Records shown:
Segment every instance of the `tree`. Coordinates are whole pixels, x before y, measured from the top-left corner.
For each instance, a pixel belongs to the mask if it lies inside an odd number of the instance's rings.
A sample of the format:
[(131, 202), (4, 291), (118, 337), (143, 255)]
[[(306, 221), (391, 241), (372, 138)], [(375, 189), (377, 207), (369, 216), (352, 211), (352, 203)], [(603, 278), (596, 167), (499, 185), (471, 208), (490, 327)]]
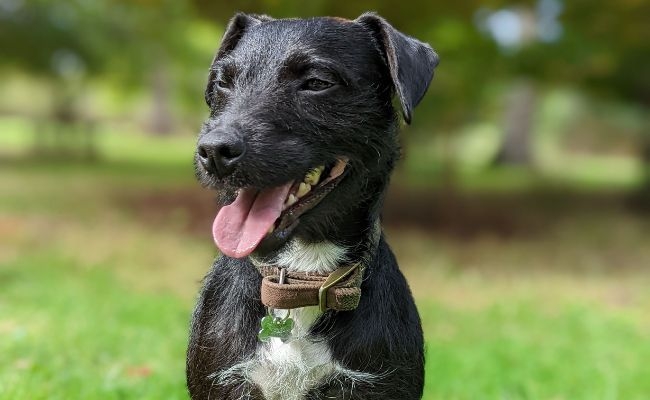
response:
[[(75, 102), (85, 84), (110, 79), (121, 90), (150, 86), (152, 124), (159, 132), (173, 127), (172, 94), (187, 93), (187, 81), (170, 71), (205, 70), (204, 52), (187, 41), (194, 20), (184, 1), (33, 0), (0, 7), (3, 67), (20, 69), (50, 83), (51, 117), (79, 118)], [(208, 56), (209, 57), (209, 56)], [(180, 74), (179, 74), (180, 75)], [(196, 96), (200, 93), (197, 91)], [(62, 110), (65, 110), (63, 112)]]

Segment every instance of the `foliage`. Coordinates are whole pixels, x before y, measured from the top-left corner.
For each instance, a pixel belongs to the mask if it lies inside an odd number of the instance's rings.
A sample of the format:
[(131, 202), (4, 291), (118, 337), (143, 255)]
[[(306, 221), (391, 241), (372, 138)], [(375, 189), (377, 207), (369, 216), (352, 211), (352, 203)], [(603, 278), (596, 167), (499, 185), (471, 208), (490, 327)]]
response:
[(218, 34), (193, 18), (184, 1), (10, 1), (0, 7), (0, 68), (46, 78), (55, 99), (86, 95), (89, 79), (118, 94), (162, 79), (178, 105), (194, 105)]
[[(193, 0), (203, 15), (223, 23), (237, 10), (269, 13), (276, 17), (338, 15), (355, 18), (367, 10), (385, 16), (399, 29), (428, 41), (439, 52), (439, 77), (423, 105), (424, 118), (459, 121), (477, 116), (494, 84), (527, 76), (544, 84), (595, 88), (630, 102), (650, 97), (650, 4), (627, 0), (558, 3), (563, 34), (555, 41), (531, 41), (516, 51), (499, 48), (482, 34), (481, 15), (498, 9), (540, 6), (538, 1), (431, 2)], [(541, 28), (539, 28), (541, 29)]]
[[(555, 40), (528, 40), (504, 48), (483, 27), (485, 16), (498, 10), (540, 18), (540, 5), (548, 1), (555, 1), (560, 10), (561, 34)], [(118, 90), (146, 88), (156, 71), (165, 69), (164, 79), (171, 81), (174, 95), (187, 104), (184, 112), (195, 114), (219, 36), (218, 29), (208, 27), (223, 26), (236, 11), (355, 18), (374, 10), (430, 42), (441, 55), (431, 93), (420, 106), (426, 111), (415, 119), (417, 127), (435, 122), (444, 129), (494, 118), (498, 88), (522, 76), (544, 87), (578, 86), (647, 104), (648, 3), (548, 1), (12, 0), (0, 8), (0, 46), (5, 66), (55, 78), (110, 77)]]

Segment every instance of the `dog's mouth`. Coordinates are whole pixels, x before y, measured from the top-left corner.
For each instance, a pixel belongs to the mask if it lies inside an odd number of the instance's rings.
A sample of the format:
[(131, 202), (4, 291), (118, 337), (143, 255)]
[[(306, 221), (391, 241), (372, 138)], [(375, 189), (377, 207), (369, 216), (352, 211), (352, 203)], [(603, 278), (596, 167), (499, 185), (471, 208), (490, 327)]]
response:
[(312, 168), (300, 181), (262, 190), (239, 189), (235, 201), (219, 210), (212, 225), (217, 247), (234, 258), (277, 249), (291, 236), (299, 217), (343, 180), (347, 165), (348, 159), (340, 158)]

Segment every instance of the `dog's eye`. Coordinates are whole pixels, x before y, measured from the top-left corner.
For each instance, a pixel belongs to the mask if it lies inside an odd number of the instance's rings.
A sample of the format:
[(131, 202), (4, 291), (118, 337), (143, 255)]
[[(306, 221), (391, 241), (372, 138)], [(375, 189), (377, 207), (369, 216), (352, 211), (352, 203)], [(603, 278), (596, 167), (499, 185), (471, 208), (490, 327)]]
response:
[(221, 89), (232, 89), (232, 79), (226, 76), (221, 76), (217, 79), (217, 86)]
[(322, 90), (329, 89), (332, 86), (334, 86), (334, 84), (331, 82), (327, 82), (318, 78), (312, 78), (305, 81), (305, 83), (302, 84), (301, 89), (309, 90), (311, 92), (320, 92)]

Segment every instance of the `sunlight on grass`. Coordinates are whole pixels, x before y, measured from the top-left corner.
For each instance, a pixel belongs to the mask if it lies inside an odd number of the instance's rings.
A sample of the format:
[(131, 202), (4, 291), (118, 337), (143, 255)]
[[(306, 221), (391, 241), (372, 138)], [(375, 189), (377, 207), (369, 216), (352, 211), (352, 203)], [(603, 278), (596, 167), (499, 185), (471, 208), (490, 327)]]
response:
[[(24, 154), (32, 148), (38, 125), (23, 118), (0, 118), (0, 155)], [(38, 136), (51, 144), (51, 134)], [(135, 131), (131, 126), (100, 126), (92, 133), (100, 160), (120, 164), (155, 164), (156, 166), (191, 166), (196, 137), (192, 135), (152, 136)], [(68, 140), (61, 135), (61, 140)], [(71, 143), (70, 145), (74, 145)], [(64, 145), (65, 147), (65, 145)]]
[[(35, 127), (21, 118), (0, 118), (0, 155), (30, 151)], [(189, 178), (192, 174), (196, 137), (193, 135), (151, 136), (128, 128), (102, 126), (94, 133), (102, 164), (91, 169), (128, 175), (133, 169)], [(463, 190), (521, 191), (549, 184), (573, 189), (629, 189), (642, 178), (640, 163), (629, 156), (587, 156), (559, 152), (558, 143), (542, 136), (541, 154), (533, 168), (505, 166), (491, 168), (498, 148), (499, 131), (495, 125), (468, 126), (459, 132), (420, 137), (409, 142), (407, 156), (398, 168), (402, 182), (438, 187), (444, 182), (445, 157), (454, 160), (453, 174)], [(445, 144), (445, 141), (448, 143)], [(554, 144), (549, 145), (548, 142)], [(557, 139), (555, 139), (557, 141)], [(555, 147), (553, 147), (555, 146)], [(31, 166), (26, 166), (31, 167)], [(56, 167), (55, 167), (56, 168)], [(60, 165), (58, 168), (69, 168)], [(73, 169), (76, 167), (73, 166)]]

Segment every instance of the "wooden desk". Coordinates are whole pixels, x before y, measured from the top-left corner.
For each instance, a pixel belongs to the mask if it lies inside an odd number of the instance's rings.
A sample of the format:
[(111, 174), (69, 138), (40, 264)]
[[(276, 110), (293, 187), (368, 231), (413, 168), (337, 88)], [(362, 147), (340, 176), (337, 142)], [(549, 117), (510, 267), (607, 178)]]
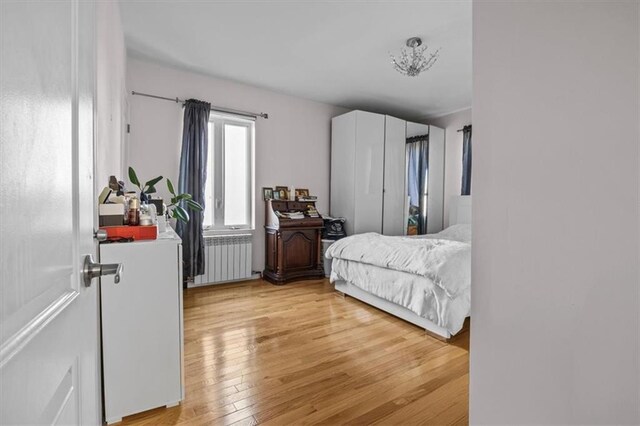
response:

Work required:
All of the data, minus its pictures, should be repeated exactly.

Expected answer:
Segment every instance of the `tree`. Coordinates are whole pixels, x before y, measured from the top-left corner.
For each instance, a pixel belongs to the mask if it lies inside an odd number of the instance's rings.
A sample of the format:
[(131, 202), (4, 291), (118, 337), (143, 255)]
[[(306, 221), (391, 241), (372, 138)], [(375, 189), (377, 207), (369, 216), (352, 211), (352, 203)], [(603, 278), (596, 167), (499, 185), (471, 208), (490, 327)]]
response:
[[(75, 102), (85, 84), (110, 79), (121, 90), (150, 86), (152, 124), (159, 132), (173, 127), (172, 94), (187, 93), (187, 81), (170, 71), (205, 70), (204, 52), (187, 41), (194, 20), (184, 1), (33, 0), (0, 7), (3, 67), (20, 69), (50, 83), (51, 117), (79, 118)], [(208, 56), (209, 57), (209, 56)], [(180, 74), (179, 74), (180, 75)], [(196, 96), (200, 93), (197, 91)], [(62, 110), (65, 110), (63, 112)]]

Segment every instance of the `foliage`. Coordinates are whole pixels, x before y, measured from the top-left corner.
For each instance, a pixel belongs to the mask if it lies inside an odd number of the instance's rings.
A sample of the format:
[(131, 202), (4, 291), (118, 337), (143, 255)]
[[(306, 221), (391, 241), (372, 138)], [(375, 189), (377, 207), (369, 216), (352, 211), (352, 203)], [(603, 278), (596, 167), (499, 185), (471, 208), (490, 327)]]
response:
[(218, 34), (193, 18), (184, 1), (10, 1), (0, 7), (0, 68), (46, 78), (55, 99), (86, 95), (89, 79), (118, 94), (162, 79), (178, 105), (194, 105)]
[[(193, 0), (203, 15), (223, 23), (237, 10), (269, 13), (276, 17), (338, 15), (355, 18), (367, 10), (385, 16), (399, 29), (428, 41), (439, 52), (439, 77), (423, 105), (424, 118), (459, 121), (477, 116), (494, 84), (527, 76), (544, 84), (595, 88), (630, 102), (650, 97), (650, 4), (627, 0), (558, 3), (563, 34), (555, 41), (531, 41), (516, 51), (499, 48), (482, 34), (481, 15), (498, 9), (540, 6), (538, 1), (431, 2)], [(541, 28), (539, 28), (541, 29)]]
[[(555, 40), (528, 40), (504, 48), (483, 27), (485, 16), (498, 10), (540, 18), (540, 5), (548, 1), (555, 1), (560, 10), (561, 34)], [(118, 90), (146, 88), (156, 71), (165, 69), (164, 79), (171, 81), (174, 95), (187, 104), (184, 112), (195, 114), (219, 36), (218, 29), (208, 27), (223, 26), (236, 11), (355, 18), (374, 10), (430, 42), (441, 55), (431, 93), (420, 106), (426, 111), (415, 119), (417, 127), (435, 122), (444, 129), (494, 118), (498, 88), (522, 76), (544, 87), (578, 86), (647, 104), (648, 3), (548, 1), (12, 0), (0, 8), (0, 46), (5, 66), (55, 78), (110, 77)]]

Segment every instance of the `dog's mouth`. Coordinates are whole pixels, x before y, measured from the top-left corner.
For each instance, a pixel belongs to the mask if it lies inside an odd number of the instance's rings.
A sample of the format:
[(131, 202), (4, 291), (118, 337), (143, 255)]
[[(306, 221), (391, 241), (372, 138)], [(375, 189), (377, 207), (369, 216), (352, 211), (352, 203)], [(603, 278), (596, 167), (499, 185), (471, 208), (490, 327)]]
response:
[(312, 168), (300, 181), (262, 190), (239, 189), (235, 201), (219, 210), (212, 225), (217, 247), (234, 258), (277, 249), (291, 236), (299, 217), (343, 180), (347, 165), (348, 159), (340, 158)]

Segment every instance of the `dog's eye`. Coordinates are whole pixels, x before y, measured from the top-left corner.
For each instance, a pixel belongs to the mask if it lies inside an odd number of the instance's rings.
A sample of the format:
[(131, 202), (4, 291), (118, 337), (143, 255)]
[[(306, 221), (391, 241), (372, 138)], [(375, 189), (377, 207), (369, 216), (352, 211), (352, 203)], [(603, 278), (596, 167), (499, 185), (471, 208), (490, 327)]]
response:
[(221, 89), (232, 89), (232, 79), (226, 76), (221, 76), (217, 79), (217, 86)]
[(322, 90), (329, 89), (332, 86), (334, 86), (334, 84), (331, 82), (327, 82), (318, 78), (312, 78), (305, 81), (305, 83), (302, 84), (301, 89), (309, 90), (311, 92), (320, 92)]

Segment every instance of the `sunlight on grass`. Coordinates are whole pixels, x before y, measured from the top-left corner.
For each instance, a pixel belongs to the mask if it lies inside an odd number of the instance's rings.
A sample of the format:
[(131, 202), (4, 291), (118, 337), (143, 255)]
[[(306, 221), (391, 241), (372, 138)], [(375, 189), (377, 207), (369, 216), (352, 211), (352, 203)], [(603, 278), (596, 167), (499, 185), (471, 208), (490, 327)]]
response:
[[(24, 154), (32, 148), (38, 125), (23, 118), (0, 118), (0, 155)], [(38, 136), (51, 144), (51, 134)], [(135, 131), (131, 126), (100, 126), (92, 133), (100, 160), (120, 164), (155, 164), (156, 166), (191, 166), (196, 137), (192, 135), (152, 136)], [(68, 140), (61, 135), (61, 140)], [(71, 143), (70, 145), (74, 145)], [(64, 145), (65, 147), (65, 145)]]
[[(35, 127), (21, 118), (0, 118), (0, 155), (30, 151)], [(189, 178), (192, 174), (196, 137), (193, 135), (151, 136), (128, 128), (102, 126), (94, 133), (102, 164), (91, 169), (128, 175), (133, 169)], [(463, 190), (521, 191), (549, 184), (573, 189), (629, 189), (642, 178), (640, 163), (629, 156), (587, 156), (559, 152), (558, 143), (542, 136), (541, 154), (533, 168), (505, 166), (491, 168), (498, 148), (499, 131), (495, 125), (468, 126), (459, 132), (420, 137), (409, 142), (407, 156), (398, 168), (402, 182), (438, 187), (444, 182), (445, 157), (454, 160), (453, 174)], [(445, 144), (445, 141), (448, 143)], [(554, 144), (549, 145), (548, 142)], [(557, 139), (555, 139), (557, 141)], [(555, 147), (553, 147), (555, 146)], [(31, 166), (26, 166), (31, 167)], [(56, 167), (55, 167), (56, 168)], [(60, 165), (58, 168), (69, 168)], [(73, 169), (76, 167), (73, 166)]]

Segment every instance of the "wooden desk". Coordinates are whole pixels, x before y, measured from the top-left corner.
For each instance, a pixel belongs to the mask if it lies inside an odd number of the instance's rings.
A sample of the format:
[(111, 174), (69, 138), (40, 264)]
[[(276, 110), (293, 187), (368, 231), (413, 168), (337, 88)], [(362, 147), (340, 176), (337, 142)], [(549, 117), (510, 267), (607, 178)]]
response:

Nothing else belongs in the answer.